CHALLENGE:
Quote every line of the records below word for word, leaving out the pictures.
# Start of RAW DATA
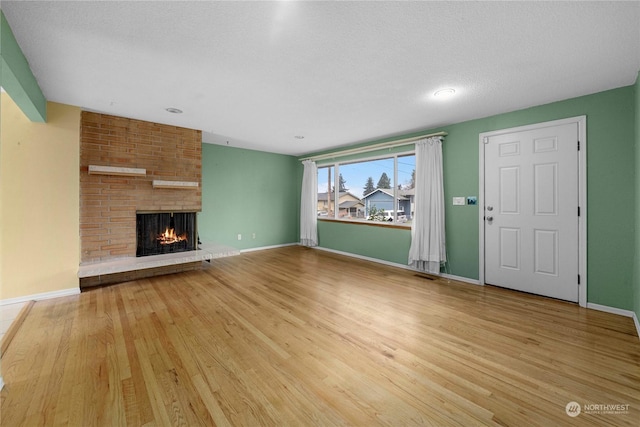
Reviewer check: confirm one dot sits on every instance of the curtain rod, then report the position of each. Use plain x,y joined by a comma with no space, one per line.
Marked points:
389,144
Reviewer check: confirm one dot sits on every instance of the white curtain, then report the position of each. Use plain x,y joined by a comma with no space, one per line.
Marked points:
309,205
428,249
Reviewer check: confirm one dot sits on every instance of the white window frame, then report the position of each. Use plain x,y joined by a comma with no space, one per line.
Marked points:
336,189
# End of RAW DATA
SOLUTION TO THIS PROBLEM:
Reviewer check: confirm one dot sits on every instance of the curtain rod, then report the position of each. Use plain x,y joined by a comma with no space, one per line.
Marked points:
389,144
Reviewer check: confirm one dot sits on every instance of the white curtain, then report the position of each. Use plain x,y joined by a comma with no space, one per line.
Marked points:
309,205
428,249
Reviewer check: confirm one dot sits on every instance of the white window frame, then report the position of each. Use plain x,y joined by a comma with no space, one per line.
Marked points:
336,189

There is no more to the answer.